[Dataset entries]
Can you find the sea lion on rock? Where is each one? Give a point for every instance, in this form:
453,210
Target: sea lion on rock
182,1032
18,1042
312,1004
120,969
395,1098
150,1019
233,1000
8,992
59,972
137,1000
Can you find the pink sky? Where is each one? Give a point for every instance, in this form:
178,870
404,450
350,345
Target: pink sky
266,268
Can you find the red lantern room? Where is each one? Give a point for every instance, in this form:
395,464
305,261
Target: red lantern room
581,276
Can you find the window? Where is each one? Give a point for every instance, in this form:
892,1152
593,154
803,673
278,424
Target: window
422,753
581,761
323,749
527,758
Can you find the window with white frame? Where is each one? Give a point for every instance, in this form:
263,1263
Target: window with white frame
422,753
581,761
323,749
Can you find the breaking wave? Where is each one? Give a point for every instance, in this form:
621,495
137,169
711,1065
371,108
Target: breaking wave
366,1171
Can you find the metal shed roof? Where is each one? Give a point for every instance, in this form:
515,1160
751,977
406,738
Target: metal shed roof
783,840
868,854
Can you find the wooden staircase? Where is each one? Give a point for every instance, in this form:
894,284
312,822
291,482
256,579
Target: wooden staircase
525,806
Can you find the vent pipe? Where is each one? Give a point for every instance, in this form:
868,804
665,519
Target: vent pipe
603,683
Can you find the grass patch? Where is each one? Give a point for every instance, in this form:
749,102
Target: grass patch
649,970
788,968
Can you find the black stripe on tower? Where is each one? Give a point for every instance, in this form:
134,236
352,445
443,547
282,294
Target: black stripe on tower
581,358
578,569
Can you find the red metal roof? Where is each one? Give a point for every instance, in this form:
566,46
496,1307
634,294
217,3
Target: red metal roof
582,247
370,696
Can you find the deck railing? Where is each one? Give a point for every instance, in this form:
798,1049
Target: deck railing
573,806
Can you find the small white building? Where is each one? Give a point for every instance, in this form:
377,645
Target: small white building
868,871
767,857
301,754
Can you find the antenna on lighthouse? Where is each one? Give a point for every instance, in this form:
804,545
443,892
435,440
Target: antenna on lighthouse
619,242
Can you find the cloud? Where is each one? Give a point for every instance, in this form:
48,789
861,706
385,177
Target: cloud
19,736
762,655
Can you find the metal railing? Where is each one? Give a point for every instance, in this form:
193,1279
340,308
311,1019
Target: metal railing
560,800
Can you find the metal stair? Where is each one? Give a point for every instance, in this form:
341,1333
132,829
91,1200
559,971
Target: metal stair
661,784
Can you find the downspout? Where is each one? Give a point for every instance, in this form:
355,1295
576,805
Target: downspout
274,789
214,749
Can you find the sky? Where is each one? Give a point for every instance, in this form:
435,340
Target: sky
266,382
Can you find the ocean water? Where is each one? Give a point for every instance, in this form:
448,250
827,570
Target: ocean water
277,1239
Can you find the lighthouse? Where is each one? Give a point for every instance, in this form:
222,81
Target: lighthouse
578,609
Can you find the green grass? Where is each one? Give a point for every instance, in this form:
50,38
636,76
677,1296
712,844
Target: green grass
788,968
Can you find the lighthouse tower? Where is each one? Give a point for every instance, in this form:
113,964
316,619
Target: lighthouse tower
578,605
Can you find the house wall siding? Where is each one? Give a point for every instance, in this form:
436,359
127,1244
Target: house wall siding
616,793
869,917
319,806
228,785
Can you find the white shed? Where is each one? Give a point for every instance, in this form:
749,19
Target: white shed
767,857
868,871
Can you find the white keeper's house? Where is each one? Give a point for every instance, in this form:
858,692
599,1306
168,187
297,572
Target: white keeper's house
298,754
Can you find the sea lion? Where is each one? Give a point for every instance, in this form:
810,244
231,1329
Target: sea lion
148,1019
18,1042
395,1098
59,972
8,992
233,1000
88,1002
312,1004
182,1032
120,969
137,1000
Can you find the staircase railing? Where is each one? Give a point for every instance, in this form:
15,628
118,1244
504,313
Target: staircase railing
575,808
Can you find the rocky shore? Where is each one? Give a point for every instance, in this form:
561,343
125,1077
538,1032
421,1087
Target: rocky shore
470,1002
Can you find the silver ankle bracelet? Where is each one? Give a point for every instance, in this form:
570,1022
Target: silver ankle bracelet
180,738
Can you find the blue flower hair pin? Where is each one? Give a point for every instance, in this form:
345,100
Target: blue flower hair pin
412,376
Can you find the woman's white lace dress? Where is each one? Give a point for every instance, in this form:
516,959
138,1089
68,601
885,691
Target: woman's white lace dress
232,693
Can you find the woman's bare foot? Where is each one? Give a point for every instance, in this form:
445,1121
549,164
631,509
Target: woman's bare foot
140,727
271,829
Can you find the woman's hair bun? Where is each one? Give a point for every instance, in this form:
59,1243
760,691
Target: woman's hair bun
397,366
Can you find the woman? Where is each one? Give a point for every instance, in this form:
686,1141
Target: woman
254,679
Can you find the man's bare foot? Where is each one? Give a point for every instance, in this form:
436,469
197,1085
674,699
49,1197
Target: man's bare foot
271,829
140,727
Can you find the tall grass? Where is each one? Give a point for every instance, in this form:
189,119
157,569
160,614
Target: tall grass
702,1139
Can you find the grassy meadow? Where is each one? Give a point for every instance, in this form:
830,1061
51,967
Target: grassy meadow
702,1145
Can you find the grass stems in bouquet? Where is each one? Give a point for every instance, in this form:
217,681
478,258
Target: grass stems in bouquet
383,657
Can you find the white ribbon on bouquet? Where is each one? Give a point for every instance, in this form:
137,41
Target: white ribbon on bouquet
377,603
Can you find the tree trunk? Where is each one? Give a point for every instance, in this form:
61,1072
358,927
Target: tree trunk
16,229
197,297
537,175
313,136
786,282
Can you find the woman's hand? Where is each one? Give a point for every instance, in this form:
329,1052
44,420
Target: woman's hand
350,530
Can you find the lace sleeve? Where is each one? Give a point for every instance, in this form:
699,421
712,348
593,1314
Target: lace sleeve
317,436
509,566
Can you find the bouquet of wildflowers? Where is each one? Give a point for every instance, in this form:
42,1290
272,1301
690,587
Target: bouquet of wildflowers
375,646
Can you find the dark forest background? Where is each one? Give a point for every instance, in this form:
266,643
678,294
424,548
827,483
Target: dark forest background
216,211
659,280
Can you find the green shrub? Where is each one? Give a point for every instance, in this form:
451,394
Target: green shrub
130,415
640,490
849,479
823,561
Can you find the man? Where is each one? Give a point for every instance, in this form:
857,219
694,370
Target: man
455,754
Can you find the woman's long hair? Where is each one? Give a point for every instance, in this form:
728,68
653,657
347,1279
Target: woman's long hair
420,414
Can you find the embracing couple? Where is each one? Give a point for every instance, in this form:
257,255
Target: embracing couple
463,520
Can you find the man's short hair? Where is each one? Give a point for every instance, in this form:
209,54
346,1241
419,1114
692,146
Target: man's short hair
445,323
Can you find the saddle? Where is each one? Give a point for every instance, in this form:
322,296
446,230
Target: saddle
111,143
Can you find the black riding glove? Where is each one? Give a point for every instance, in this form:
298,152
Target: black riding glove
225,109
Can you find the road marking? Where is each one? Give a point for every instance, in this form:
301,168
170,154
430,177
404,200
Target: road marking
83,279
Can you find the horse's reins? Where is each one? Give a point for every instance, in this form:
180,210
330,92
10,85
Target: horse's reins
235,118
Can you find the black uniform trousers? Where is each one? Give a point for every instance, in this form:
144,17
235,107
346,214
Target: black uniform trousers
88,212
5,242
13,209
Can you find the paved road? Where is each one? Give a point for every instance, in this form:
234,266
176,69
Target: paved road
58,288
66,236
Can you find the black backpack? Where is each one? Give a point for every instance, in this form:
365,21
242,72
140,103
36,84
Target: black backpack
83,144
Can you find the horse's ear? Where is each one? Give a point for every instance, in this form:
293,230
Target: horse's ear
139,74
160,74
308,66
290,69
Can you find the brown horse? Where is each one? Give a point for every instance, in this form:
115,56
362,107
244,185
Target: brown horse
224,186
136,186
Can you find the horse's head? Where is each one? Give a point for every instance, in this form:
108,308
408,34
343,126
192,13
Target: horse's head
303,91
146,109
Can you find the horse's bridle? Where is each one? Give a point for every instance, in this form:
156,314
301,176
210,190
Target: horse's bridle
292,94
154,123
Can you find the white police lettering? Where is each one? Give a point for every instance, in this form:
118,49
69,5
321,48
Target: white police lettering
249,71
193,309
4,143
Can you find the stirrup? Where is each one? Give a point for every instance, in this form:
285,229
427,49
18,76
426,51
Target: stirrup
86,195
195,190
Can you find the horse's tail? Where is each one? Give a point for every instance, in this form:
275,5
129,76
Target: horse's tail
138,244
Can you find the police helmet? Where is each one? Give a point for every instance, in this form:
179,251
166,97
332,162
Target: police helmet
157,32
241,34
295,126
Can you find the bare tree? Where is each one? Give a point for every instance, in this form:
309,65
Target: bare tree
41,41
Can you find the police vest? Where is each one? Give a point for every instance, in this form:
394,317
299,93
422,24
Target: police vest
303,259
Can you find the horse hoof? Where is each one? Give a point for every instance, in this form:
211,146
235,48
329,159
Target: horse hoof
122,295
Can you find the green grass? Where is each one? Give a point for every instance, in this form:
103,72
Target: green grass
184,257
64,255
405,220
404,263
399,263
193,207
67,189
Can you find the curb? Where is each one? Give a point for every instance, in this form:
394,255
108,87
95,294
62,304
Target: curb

### Exercise prompt
From the data above, gather every line that includes the word "curb".

### Answer area
Can you find the curb? Where is each one? Give a point for every instance, in this form:
Target: curb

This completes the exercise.